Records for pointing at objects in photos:
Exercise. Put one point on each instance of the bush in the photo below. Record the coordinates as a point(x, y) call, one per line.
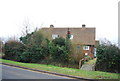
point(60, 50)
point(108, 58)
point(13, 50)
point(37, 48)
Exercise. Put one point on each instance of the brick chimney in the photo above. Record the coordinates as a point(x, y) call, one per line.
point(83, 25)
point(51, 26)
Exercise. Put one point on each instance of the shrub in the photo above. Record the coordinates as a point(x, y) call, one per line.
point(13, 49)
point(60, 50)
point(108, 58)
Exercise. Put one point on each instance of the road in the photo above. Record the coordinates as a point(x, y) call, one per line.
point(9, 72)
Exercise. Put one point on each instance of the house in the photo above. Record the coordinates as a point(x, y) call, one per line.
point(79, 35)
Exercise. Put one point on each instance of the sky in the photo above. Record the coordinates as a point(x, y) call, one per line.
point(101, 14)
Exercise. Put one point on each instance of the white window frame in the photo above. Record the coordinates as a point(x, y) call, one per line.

==

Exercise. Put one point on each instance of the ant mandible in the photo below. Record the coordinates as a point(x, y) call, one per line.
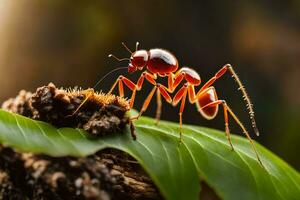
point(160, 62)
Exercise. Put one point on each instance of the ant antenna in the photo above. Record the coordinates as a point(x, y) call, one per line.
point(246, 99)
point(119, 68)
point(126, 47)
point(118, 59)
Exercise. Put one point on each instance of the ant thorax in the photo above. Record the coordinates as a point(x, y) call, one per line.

* * *

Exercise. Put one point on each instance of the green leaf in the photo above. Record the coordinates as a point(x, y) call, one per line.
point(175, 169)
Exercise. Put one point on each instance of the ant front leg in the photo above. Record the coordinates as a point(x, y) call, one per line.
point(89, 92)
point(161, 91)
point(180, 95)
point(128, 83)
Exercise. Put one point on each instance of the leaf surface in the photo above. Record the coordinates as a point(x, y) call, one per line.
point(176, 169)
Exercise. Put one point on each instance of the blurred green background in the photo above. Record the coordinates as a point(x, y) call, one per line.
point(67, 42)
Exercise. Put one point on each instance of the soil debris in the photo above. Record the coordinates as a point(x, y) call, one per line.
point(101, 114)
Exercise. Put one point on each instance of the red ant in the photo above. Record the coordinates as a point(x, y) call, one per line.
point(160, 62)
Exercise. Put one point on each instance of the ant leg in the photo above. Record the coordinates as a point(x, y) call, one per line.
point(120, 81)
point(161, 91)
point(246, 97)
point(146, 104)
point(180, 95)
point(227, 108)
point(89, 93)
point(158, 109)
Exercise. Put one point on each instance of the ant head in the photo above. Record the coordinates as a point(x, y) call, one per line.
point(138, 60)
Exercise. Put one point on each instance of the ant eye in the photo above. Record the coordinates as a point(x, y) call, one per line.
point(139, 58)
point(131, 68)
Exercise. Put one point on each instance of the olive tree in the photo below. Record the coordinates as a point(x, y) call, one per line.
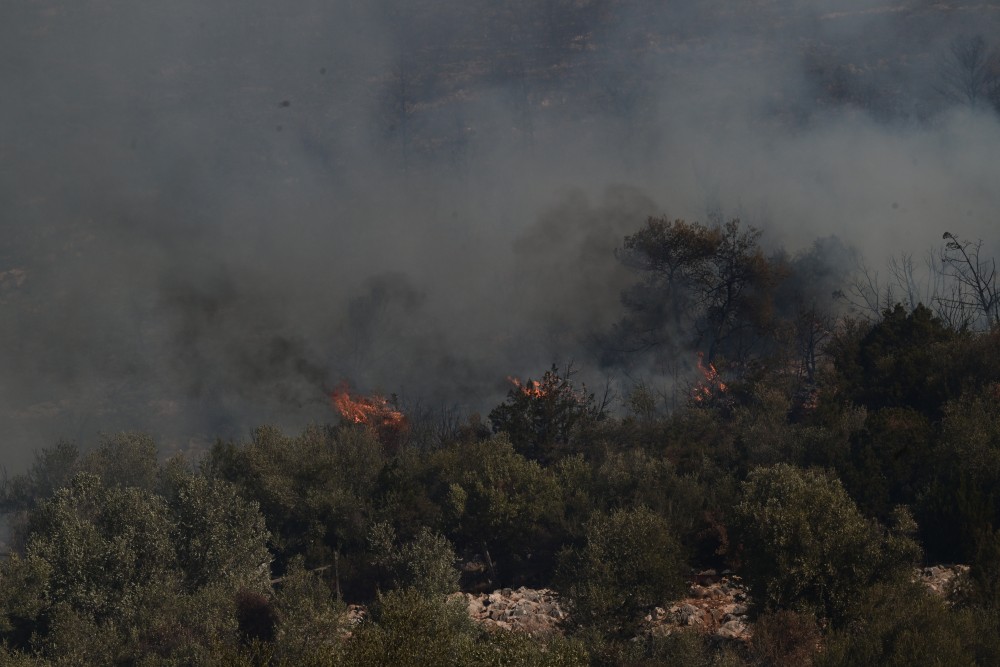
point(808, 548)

■ **Aim of the task**
Put the records into a two-column CSV with the headers text and answer, one row per record. Begin at the line that contains "Exercise. Put one point on each instance of the soil" and stop after the line that contains "point(158, 109)". Wrap each field in quotation marks and turn line breaks into spaces.

■ **Result**
text,answer
"Exercise. Put one point on each instance of the soil debris in the photo above. Record the coordinates as a point(x, y) call, one per line.","point(101, 114)"
"Exercise. Put one point on each instance of the red ant in the photo above. Record the coordinates as a point(x, y) call, one per line.","point(160, 62)"
"Exercise. Put one point on each instance of the ant leg in the photo above. Record the coordinates as a point(x, y) call, one per line.","point(120, 81) point(161, 91) point(246, 97) point(146, 104) point(180, 95) point(227, 108) point(89, 93) point(158, 109)"